(Recorded data)
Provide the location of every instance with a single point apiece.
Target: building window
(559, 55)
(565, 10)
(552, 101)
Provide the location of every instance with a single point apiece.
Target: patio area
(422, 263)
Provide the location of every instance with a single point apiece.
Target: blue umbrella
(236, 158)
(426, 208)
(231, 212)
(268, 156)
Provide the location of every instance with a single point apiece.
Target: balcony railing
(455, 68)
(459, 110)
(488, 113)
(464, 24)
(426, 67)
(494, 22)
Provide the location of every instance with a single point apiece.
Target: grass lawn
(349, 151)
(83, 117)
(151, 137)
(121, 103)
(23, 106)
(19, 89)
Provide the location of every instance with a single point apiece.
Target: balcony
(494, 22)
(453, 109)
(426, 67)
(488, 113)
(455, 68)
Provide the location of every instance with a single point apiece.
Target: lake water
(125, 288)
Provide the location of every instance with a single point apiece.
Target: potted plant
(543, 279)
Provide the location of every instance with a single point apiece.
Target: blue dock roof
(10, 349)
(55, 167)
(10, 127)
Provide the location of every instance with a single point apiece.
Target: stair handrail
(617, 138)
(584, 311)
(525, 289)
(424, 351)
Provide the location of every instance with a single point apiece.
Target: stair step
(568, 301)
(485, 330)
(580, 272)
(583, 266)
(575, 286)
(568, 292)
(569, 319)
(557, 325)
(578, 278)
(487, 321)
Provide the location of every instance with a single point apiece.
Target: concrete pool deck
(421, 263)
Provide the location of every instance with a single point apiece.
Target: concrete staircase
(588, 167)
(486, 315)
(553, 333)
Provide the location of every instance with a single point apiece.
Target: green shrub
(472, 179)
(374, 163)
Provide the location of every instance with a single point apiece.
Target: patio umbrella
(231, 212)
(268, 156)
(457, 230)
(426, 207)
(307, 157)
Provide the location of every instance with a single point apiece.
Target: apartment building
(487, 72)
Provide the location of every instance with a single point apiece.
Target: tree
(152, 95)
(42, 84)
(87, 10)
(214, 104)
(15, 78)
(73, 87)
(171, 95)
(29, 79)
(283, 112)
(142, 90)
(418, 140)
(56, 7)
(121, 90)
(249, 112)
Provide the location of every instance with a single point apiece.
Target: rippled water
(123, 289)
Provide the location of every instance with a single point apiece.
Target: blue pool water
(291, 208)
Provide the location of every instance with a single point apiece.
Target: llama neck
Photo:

[GIVEN PROBLEM]
Copy all the records above precisely.

[RESPONSE]
Provide the location of every instance with a single point apiece.
Target: building window
(559, 55)
(565, 10)
(552, 101)
Provide the location of every instance with a single point apiece.
Target: patio area
(422, 263)
Provide the location of every instance with a single point apiece.
Target: blue umbrella
(236, 158)
(426, 208)
(231, 212)
(268, 156)
Provide the location of every instance with a single point apiece.
Target: balcony railing
(455, 68)
(459, 110)
(488, 113)
(464, 24)
(426, 67)
(494, 22)
Provide the location of every instance with a single point apiece.
Target: grass lawn
(349, 151)
(83, 117)
(151, 137)
(121, 103)
(23, 106)
(19, 89)
Provide the location of every instance with a single point apiece.
Target: balcony
(494, 22)
(453, 109)
(426, 67)
(488, 113)
(455, 68)
Provide the location of every instance with a single point apiece.
Target: lake water
(125, 288)
Provide the location of every instance with a single point apiece.
Target: potted plant
(543, 279)
Provide the location of every instance with a single point apiece.
Target: blue dock roof
(10, 349)
(55, 167)
(10, 127)
Provide the location of every instance with a single point apiece.
Target: stair handrail
(617, 138)
(584, 311)
(525, 289)
(424, 351)
Provide the location of every instance with a single point apiece.
Target: stair step
(568, 301)
(485, 330)
(580, 272)
(583, 266)
(575, 286)
(568, 292)
(569, 319)
(557, 325)
(578, 278)
(487, 321)
Provide the location of every instance with a single point apiece.
Target: concrete pool deck
(421, 263)
Provide the location of every instance with a single point apiece.
Target: concrete staircase
(588, 167)
(486, 315)
(553, 333)
Provide the location of every instance with a single point apiece.
Target: green shrub
(472, 179)
(374, 163)
Provide the location of every instance with a single point apiece.
Target: patio umbrella
(231, 212)
(268, 156)
(457, 230)
(426, 207)
(307, 157)
Provide the location of every instance with a single point apiece.
Target: apartment building
(487, 72)
Provide the location of every instance with a single point apiece.
Target: tree
(152, 95)
(42, 84)
(87, 10)
(214, 104)
(15, 78)
(73, 87)
(171, 95)
(29, 79)
(283, 112)
(142, 90)
(418, 140)
(56, 7)
(121, 90)
(249, 112)
Provide the location of every instance with a single point apiece.
Target: rippled water
(123, 289)
Provide the location of every instance with a single point apiece.
Target: blue pool water
(291, 208)
Provide the location of every instance with a single point apiece.
Target: llama neck
Photo:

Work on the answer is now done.